▶ [What is asked]: In full and without alteration, give the listing again.

▶ [Task inputs]:
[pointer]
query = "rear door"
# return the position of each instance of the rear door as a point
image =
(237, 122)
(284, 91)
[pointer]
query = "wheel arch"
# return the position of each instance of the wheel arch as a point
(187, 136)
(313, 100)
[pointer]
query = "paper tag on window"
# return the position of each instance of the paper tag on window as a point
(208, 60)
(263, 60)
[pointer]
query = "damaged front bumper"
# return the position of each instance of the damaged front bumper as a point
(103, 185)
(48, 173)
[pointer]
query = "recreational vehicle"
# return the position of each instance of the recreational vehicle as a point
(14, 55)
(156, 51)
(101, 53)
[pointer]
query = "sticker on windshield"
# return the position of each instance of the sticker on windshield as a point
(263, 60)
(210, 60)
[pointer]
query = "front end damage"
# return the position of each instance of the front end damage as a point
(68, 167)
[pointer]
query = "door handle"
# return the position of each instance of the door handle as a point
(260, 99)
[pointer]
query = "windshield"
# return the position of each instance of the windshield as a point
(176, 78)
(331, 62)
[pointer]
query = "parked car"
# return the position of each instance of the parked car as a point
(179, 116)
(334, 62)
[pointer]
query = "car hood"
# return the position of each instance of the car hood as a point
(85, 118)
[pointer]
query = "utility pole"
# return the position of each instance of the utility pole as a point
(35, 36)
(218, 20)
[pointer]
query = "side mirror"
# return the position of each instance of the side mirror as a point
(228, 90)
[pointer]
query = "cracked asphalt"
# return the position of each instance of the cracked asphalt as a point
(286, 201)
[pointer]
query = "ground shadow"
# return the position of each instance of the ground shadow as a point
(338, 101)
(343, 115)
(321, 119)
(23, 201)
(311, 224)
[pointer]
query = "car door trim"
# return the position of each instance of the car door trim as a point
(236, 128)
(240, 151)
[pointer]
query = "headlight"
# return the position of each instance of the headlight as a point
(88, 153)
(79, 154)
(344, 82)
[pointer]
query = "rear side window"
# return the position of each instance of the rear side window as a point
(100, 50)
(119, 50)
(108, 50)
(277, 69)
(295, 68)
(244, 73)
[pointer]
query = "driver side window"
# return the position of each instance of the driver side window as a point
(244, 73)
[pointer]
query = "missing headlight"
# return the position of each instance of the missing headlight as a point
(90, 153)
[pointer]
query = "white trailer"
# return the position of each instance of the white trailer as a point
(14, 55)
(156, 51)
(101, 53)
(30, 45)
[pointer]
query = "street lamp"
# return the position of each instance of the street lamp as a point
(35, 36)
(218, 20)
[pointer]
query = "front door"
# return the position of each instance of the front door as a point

▶ [Answer to the exercise]:
[pointer]
query = "rear door"
# return the position of each instance of the rear door as a point
image =
(237, 122)
(284, 91)
[pointer]
query = "wheel arch"
# return the position of each instance of the wheel arch as a point
(187, 136)
(313, 100)
[pointer]
query = "paper tag on window"
# return the position of each instance of the paper tag on window as a point
(208, 60)
(263, 60)
[pointer]
query = "damaged front bumper"
# return the position of each instance of the damaged front bumper as a point
(103, 185)
(48, 173)
[pointer]
query = "recreational vehicle"
# return the position of each instance of the recreational vehicle as a point
(14, 55)
(156, 51)
(101, 53)
[pointer]
query = "sticker on windshield"
# return the position of each instance of the sticker on windshield as a point
(263, 60)
(210, 60)
[pointer]
query = "front end damage"
# return the position of each instance of the front end damage as a point
(68, 167)
[pointer]
query = "door handle"
# return the position of each instance of the door handle as a point
(260, 99)
[pointer]
query = "windshield"
# return the position of each instance of the windshield as a point
(176, 78)
(331, 62)
[pointer]
query = "parked car"
# return the position of each instance of the parked car as a point
(179, 116)
(334, 62)
[pointer]
query = "car hood"
# return the position of each instance of the car hood as a point
(85, 118)
[pointer]
query = "utility pole"
# return the position of each instance of the utility pole as a point
(35, 36)
(218, 20)
[pointer]
query = "side mirror"
# return the position of each instance of the side mirror as a point
(228, 90)
[pointer]
query = "cracked asphalt"
# return the position of each instance of the cracked asphalt as a point
(286, 201)
[pointer]
query = "ground shadow"
# return the position of each instance of the ground shadow as a point
(338, 101)
(343, 115)
(321, 119)
(23, 201)
(311, 224)
[pointer]
query = "car door trim"
# return the position of each instance of the car door trim as a point
(236, 128)
(240, 151)
[pointer]
query = "headlight"
# return the position of each instance of the headlight as a point
(88, 153)
(79, 154)
(344, 82)
[pointer]
query = "rear side window"
# return the position of each instance of the rear side window as a point
(100, 50)
(119, 50)
(108, 50)
(277, 69)
(295, 68)
(244, 73)
[pointer]
query = "driver side window"
# return the position of each instance of the driver side window as a point
(244, 73)
[pointer]
query = "missing headlight"
# return the position of each instance of the missing headlight as a point
(90, 153)
[pointer]
query = "white trailer"
# return the position of each instance of the white trailer as a point
(14, 55)
(156, 51)
(101, 53)
(30, 45)
[pointer]
query = "street lamp"
# return the position of each instance of the street lamp as a point
(35, 36)
(218, 20)
[pointer]
query = "front door"
# return the position of each instance of the front door as a point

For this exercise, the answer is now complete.